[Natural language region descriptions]
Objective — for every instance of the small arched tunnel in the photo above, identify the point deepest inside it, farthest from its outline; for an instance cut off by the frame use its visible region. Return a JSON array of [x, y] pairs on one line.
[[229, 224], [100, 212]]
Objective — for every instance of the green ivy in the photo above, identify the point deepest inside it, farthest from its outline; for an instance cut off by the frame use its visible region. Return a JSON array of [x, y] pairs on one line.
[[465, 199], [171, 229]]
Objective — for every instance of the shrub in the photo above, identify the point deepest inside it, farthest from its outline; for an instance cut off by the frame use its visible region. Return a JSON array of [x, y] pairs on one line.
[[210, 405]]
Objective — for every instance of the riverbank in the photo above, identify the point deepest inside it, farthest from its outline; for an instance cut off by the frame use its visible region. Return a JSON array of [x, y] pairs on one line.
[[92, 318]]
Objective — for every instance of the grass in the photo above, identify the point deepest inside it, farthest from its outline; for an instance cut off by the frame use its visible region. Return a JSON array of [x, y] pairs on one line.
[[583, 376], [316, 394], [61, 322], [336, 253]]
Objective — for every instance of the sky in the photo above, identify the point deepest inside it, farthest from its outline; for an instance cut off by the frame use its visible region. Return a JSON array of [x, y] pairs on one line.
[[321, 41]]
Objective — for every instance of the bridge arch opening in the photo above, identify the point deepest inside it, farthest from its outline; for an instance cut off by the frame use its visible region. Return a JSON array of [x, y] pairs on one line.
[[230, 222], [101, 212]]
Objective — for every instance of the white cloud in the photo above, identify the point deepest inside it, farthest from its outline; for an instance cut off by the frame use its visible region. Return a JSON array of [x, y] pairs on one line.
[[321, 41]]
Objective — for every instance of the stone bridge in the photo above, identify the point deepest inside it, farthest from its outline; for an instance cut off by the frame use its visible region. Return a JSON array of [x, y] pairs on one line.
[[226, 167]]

ASSIGNED TASK: Would you please write out the entries again exactly?

SOLUTION TO THE PROBLEM:
Objective — for every instance of the small arched tunnel in the photo above, identify the point deepest inside it, farthest from its outline; for an instance cut off by the frame use its visible region. Return a JSON array of [x, y] pairs on one line.
[[229, 224], [100, 212]]
Objective — for every instance of the green ivy in the photo above, identify the point deepest inside it, farthest from its outline; for an instance cut off by the frame use its visible region. Return a JSON array of [x, y] pairs on one line.
[[465, 199], [171, 229]]
Objective — for every instance of the shrub in the photo above, identify the point deepest inside it, farthest from its outline; for an instance cut off by the frame use its visible region. Return a JSON array of [x, y] pairs on one line.
[[210, 405]]
Objective — for every instance of the riverbank in the photo above, identify the point deepest inside it, farthest from its outline; for an instance cut off by the frame use its visible region. Return a JSON array of [x, y] pairs on one line.
[[92, 318]]
Objective — for every instance of the grass in the photo above, identify the point deepest inside it, farthest from its outline; for an instance cut off by the frame use its visible region. Return a JSON array of [x, y] pairs on one line.
[[583, 376], [316, 394], [61, 322], [336, 253]]
Objective — for every instance of the sky in the photo above, identify the point deepest inside it, farthest from its outline; for an instance cut off by the frame use its visible region. Return a JSON array of [x, y] pairs on one line.
[[321, 41]]
Objective — for every instance of the bridge arch opening in the photo above, identify the point deepest inside it, farthest from its outline; for an instance cut off by the frame use its visible region. Return a JSON array of [x, y] pairs on one line.
[[230, 222], [101, 212]]
Objective — for every instance of the white cloud in the photo above, identify the point deepest inside it, farthest from its outline; for an instance cut off by the frame use its visible region. Return a JSON array of [x, y] pairs on one line.
[[321, 41]]
Objective — for every instance of the stone bridge in the photo above, identify the point deepest inside it, farthest from its outline; for an instance cut off by the frame use its visible region. Return a JSON array of [x, y] pairs on one line.
[[226, 167]]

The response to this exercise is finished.